• The problem: Reproduce all of the entries below, swapping every "car" for "vehicle" and changing nothing else. Omit the pictures from your answer.

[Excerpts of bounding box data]
==================================================

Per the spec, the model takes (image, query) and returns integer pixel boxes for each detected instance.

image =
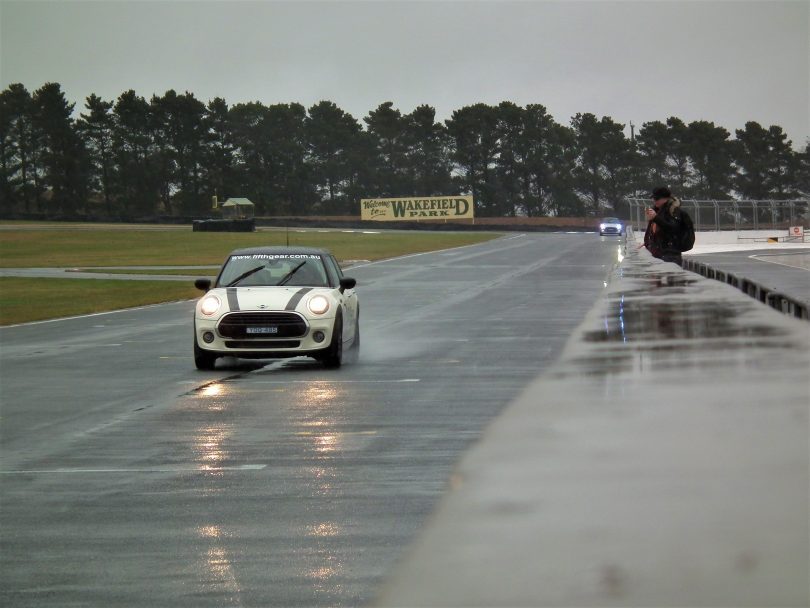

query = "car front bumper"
[194,316,335,358]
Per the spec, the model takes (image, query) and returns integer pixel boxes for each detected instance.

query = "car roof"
[230,247,331,255]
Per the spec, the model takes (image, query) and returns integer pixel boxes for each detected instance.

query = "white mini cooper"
[194,247,360,370]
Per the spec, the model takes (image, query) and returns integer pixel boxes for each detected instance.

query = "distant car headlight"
[200,295,221,316]
[307,296,329,315]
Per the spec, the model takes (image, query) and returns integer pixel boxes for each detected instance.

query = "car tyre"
[322,315,343,368]
[194,330,217,371]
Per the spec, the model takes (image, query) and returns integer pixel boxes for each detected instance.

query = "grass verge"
[0,225,499,268]
[0,277,200,325]
[0,222,500,325]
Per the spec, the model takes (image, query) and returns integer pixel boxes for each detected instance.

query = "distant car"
[194,247,360,370]
[599,217,624,236]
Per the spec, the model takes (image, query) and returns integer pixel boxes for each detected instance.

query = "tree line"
[0,83,810,219]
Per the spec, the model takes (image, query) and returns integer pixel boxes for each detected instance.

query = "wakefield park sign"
[360,196,474,222]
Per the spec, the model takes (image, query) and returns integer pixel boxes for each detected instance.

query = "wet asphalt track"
[0,234,619,608]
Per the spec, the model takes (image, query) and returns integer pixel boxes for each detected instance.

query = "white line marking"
[251,378,421,384]
[0,464,267,475]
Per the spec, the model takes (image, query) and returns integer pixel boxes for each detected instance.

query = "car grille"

==================================================

• Reply:
Per the spec, the model takes (image, query) and returns integer pixel boxes for each detected instance.

image =

query = "vehicle front bumper"
[194,316,335,358]
Per the spec, the model takes (image, query) and returns integer pixel boxes for each detected instance.

query = "vehicle roof"
[230,247,331,255]
Per the spec, the model takes (image, query) and returns integer pixel boxes for each detected instance.

query = "white mini cooper"
[194,247,360,370]
Per the spec, the model takes (image, query) and returns integer pixel boxes for each detected instance.

query = "distant vehicle headlight"
[200,295,221,316]
[307,296,329,315]
Per the spec, the model takes (image, query) and returns integer pixel boxes for each detected instance.

query = "vehicle tyre"
[322,315,343,368]
[194,330,217,371]
Per the spec, the model takes (image, query) and returns integer pixel boxes for each detected instance.

query = "grass verge"
[0,225,499,268]
[0,277,200,325]
[0,222,500,325]
Per the spec, the model takes (image, query) and returns integer pixel boxes for each detected instance.

query = "distant vehicle"
[194,247,360,370]
[599,217,624,236]
Per the spec, the model takes (image, query) and returns integer pixel boxes for each detected instance.

query = "tree line"
[0,83,810,219]
Per the spec, the model takes (image, query) and returns integer pixel boxes for each detected instance.

query = "wakefield park sign"
[360,196,474,222]
Per the spec, the model takes (image, query) and returns integer pixel boxes for each detected instance.

query = "wet asphalt track"
[0,234,619,608]
Per the spec, the model takes (image, query) and returns integer pixel boxes for each detected instance.

query = "white line marking"
[251,378,421,384]
[0,464,267,475]
Per the spec, the model takes (image, query) and returns integer pixel boxes for each detected instance.

query = "vehicle grille"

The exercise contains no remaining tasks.